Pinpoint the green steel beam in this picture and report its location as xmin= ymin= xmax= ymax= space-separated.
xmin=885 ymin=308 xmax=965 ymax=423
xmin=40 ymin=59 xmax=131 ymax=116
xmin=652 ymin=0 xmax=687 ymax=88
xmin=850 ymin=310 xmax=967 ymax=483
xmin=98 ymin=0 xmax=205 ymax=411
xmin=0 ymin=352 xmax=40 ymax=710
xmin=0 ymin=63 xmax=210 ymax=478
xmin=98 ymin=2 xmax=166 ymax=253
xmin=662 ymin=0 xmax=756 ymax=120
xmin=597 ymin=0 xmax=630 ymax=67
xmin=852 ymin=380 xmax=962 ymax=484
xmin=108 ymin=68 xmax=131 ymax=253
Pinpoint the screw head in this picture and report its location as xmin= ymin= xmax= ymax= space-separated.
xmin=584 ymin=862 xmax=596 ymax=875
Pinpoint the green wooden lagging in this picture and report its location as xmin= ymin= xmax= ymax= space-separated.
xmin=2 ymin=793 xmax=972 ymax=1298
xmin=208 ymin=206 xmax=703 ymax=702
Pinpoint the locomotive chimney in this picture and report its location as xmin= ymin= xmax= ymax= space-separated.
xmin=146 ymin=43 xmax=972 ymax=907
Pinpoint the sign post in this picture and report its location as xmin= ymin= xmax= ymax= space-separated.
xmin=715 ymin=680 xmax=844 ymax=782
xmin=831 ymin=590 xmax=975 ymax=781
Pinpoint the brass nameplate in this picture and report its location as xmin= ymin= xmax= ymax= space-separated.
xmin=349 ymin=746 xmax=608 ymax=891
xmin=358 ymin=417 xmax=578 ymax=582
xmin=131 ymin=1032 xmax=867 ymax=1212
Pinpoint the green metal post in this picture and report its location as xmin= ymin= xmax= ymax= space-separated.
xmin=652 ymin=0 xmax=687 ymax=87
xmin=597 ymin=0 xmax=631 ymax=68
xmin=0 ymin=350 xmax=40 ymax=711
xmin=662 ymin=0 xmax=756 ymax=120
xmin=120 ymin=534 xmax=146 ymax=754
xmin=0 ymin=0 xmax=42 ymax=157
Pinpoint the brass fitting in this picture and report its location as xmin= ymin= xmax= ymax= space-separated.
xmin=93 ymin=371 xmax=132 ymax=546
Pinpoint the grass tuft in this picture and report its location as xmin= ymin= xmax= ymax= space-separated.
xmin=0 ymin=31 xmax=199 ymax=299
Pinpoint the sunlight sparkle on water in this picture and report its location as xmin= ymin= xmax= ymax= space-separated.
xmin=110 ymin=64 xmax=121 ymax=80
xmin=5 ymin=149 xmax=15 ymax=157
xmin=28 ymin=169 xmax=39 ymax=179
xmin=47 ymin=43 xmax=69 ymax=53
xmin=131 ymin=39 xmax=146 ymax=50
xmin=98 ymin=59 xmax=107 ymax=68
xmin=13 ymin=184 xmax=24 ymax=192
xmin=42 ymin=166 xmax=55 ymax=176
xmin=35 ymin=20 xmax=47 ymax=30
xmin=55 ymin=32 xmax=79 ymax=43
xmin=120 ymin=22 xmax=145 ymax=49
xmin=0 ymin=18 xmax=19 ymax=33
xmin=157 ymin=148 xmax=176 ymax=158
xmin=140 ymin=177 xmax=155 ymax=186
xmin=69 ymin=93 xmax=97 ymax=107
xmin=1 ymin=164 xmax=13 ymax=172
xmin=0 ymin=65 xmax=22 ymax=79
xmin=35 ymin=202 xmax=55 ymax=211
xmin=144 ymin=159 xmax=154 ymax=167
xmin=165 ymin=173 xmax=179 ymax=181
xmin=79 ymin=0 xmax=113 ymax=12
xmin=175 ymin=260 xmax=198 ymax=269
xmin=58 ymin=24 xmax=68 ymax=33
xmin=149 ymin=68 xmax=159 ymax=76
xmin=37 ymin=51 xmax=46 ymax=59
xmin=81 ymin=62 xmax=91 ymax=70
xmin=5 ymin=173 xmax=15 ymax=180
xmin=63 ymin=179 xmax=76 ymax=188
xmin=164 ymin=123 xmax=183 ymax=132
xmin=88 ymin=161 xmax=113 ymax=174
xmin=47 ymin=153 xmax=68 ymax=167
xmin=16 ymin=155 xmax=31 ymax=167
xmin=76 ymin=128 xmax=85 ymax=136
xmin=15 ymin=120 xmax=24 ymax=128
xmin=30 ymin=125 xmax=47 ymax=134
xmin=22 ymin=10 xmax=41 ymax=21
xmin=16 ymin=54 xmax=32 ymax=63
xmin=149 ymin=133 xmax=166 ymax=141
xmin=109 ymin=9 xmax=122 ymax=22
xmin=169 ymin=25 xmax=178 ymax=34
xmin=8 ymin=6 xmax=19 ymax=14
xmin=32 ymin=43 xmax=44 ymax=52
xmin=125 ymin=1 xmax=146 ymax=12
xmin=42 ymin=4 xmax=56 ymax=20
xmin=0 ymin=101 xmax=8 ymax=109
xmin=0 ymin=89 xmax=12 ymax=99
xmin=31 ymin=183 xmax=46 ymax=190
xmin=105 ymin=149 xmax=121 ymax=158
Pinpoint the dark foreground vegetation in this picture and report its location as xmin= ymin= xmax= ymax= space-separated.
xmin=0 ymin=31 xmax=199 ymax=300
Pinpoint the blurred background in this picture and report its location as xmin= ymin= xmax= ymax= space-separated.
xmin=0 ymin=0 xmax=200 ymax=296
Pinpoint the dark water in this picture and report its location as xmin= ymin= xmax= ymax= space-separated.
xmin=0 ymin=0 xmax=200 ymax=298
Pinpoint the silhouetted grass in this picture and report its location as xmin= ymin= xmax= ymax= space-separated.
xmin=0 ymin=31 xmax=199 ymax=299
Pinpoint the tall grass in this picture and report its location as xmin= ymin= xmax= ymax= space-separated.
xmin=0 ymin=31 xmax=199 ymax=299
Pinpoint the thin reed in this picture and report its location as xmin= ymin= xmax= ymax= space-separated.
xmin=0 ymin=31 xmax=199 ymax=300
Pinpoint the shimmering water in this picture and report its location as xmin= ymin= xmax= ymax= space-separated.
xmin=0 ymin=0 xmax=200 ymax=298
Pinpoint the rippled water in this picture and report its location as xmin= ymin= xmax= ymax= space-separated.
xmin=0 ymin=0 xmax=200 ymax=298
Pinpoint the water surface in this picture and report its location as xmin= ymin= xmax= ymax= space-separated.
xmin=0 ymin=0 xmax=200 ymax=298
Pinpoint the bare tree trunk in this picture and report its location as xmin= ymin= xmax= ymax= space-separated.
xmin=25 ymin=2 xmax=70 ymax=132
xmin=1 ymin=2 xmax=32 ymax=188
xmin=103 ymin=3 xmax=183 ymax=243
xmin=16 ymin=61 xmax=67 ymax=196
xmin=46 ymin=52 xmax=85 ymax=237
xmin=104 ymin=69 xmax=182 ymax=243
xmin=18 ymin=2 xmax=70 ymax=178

*Goal of the exercise*: Your task is to return all of the material exactly.

*Solution to the problem*:
Pinpoint the green steel beam in this picture and report its location as xmin= ymin= xmax= ymax= space-separated.
xmin=885 ymin=308 xmax=965 ymax=423
xmin=40 ymin=59 xmax=131 ymax=116
xmin=652 ymin=0 xmax=687 ymax=88
xmin=850 ymin=310 xmax=967 ymax=483
xmin=98 ymin=0 xmax=205 ymax=411
xmin=0 ymin=352 xmax=40 ymax=710
xmin=0 ymin=63 xmax=210 ymax=478
xmin=98 ymin=2 xmax=166 ymax=253
xmin=662 ymin=0 xmax=756 ymax=120
xmin=597 ymin=0 xmax=630 ymax=67
xmin=852 ymin=380 xmax=962 ymax=484
xmin=108 ymin=68 xmax=131 ymax=253
Pinpoint the screw head in this picture and report its location as xmin= ymin= xmax= ymax= space-separated.
xmin=584 ymin=862 xmax=596 ymax=875
Pinpoint the green wooden lagging in this picture and report its location as xmin= ymin= xmax= ymax= space-separated.
xmin=2 ymin=793 xmax=972 ymax=1298
xmin=208 ymin=206 xmax=703 ymax=702
Pinpoint the locomotive chimney in this picture and report its location as xmin= ymin= xmax= ymax= space-separated.
xmin=146 ymin=43 xmax=972 ymax=907
Pinpoint the sign post in this picture and report its location as xmin= ymin= xmax= ymax= space-separated.
xmin=715 ymin=680 xmax=844 ymax=782
xmin=831 ymin=590 xmax=975 ymax=781
Pinpoint the brass nameplate in this picture and report its location as xmin= ymin= xmax= ymax= space-separated.
xmin=349 ymin=746 xmax=608 ymax=891
xmin=358 ymin=417 xmax=578 ymax=582
xmin=131 ymin=1032 xmax=867 ymax=1212
Pinpoint the green metal post in this picture and report its location as xmin= ymin= xmax= ymax= space-separated.
xmin=652 ymin=0 xmax=687 ymax=87
xmin=597 ymin=0 xmax=631 ymax=68
xmin=0 ymin=350 xmax=40 ymax=711
xmin=662 ymin=0 xmax=756 ymax=120
xmin=120 ymin=534 xmax=146 ymax=754
xmin=0 ymin=0 xmax=42 ymax=157
Pinpoint the brass fitting in this picture and report its location as xmin= ymin= xmax= ymax= space-separated.
xmin=93 ymin=371 xmax=132 ymax=546
Pinpoint the grass tuft in this picture and report its location as xmin= ymin= xmax= ymax= space-separated.
xmin=0 ymin=31 xmax=199 ymax=299
Pinpoint the sunlight sparkle on water in this picture and report its location as xmin= ymin= xmax= ymax= space-separated.
xmin=110 ymin=64 xmax=121 ymax=80
xmin=5 ymin=149 xmax=15 ymax=157
xmin=28 ymin=169 xmax=39 ymax=179
xmin=47 ymin=43 xmax=69 ymax=53
xmin=131 ymin=39 xmax=146 ymax=50
xmin=98 ymin=59 xmax=107 ymax=68
xmin=13 ymin=184 xmax=24 ymax=192
xmin=42 ymin=166 xmax=55 ymax=176
xmin=35 ymin=20 xmax=47 ymax=30
xmin=55 ymin=32 xmax=79 ymax=43
xmin=120 ymin=22 xmax=145 ymax=49
xmin=0 ymin=18 xmax=19 ymax=33
xmin=157 ymin=148 xmax=176 ymax=158
xmin=140 ymin=177 xmax=155 ymax=186
xmin=69 ymin=93 xmax=97 ymax=107
xmin=1 ymin=164 xmax=13 ymax=172
xmin=0 ymin=65 xmax=22 ymax=79
xmin=35 ymin=202 xmax=55 ymax=211
xmin=144 ymin=159 xmax=154 ymax=167
xmin=165 ymin=173 xmax=179 ymax=181
xmin=79 ymin=0 xmax=113 ymax=12
xmin=175 ymin=260 xmax=198 ymax=269
xmin=58 ymin=24 xmax=68 ymax=33
xmin=149 ymin=68 xmax=159 ymax=76
xmin=37 ymin=51 xmax=46 ymax=59
xmin=81 ymin=62 xmax=91 ymax=70
xmin=5 ymin=173 xmax=15 ymax=180
xmin=63 ymin=179 xmax=76 ymax=188
xmin=164 ymin=123 xmax=183 ymax=132
xmin=88 ymin=161 xmax=113 ymax=174
xmin=47 ymin=153 xmax=68 ymax=167
xmin=16 ymin=155 xmax=31 ymax=167
xmin=76 ymin=128 xmax=85 ymax=136
xmin=15 ymin=120 xmax=24 ymax=128
xmin=30 ymin=125 xmax=47 ymax=134
xmin=22 ymin=10 xmax=41 ymax=21
xmin=16 ymin=54 xmax=32 ymax=63
xmin=149 ymin=133 xmax=166 ymax=141
xmin=109 ymin=9 xmax=122 ymax=22
xmin=169 ymin=25 xmax=178 ymax=34
xmin=8 ymin=6 xmax=19 ymax=14
xmin=32 ymin=43 xmax=44 ymax=52
xmin=125 ymin=1 xmax=146 ymax=12
xmin=42 ymin=4 xmax=56 ymax=20
xmin=0 ymin=101 xmax=8 ymax=109
xmin=0 ymin=89 xmax=12 ymax=99
xmin=31 ymin=183 xmax=46 ymax=190
xmin=105 ymin=149 xmax=121 ymax=158
Pinpoint the dark foreground vegetation in this picture and report its location as xmin= ymin= xmax= ymax= space-separated.
xmin=0 ymin=31 xmax=199 ymax=300
Pinpoint the blurred background in this picture and report its location as xmin= ymin= xmax= ymax= space-separated.
xmin=0 ymin=0 xmax=200 ymax=296
Pinpoint the dark water in this picture and report its location as xmin= ymin= xmax= ymax= space-separated.
xmin=0 ymin=0 xmax=200 ymax=298
Pinpoint the silhouetted grass in this picture and report its location as xmin= ymin= xmax= ymax= space-separated.
xmin=0 ymin=31 xmax=199 ymax=299
Pinpoint the tall grass in this picture and report its location as xmin= ymin= xmax= ymax= space-separated.
xmin=0 ymin=31 xmax=199 ymax=299
Pinpoint the thin reed in this picture and report its location as xmin= ymin= xmax= ymax= space-separated.
xmin=0 ymin=31 xmax=199 ymax=300
Pinpoint the shimmering water in this picture and report its location as xmin= ymin= xmax= ymax= space-separated.
xmin=0 ymin=0 xmax=200 ymax=298
Pinpoint the rippled water in this picture and report its location as xmin= ymin= xmax= ymax= space-separated.
xmin=0 ymin=0 xmax=200 ymax=298
Pinpoint the water surface in this picture and report its location as xmin= ymin= xmax= ymax= space-separated.
xmin=0 ymin=0 xmax=200 ymax=298
Pinpoint the bare tree trunk in this picture and report its location as xmin= ymin= xmax= ymax= space-separated.
xmin=25 ymin=2 xmax=70 ymax=132
xmin=1 ymin=2 xmax=32 ymax=188
xmin=103 ymin=3 xmax=183 ymax=243
xmin=16 ymin=61 xmax=67 ymax=196
xmin=46 ymin=52 xmax=85 ymax=237
xmin=104 ymin=69 xmax=182 ymax=243
xmin=18 ymin=2 xmax=70 ymax=178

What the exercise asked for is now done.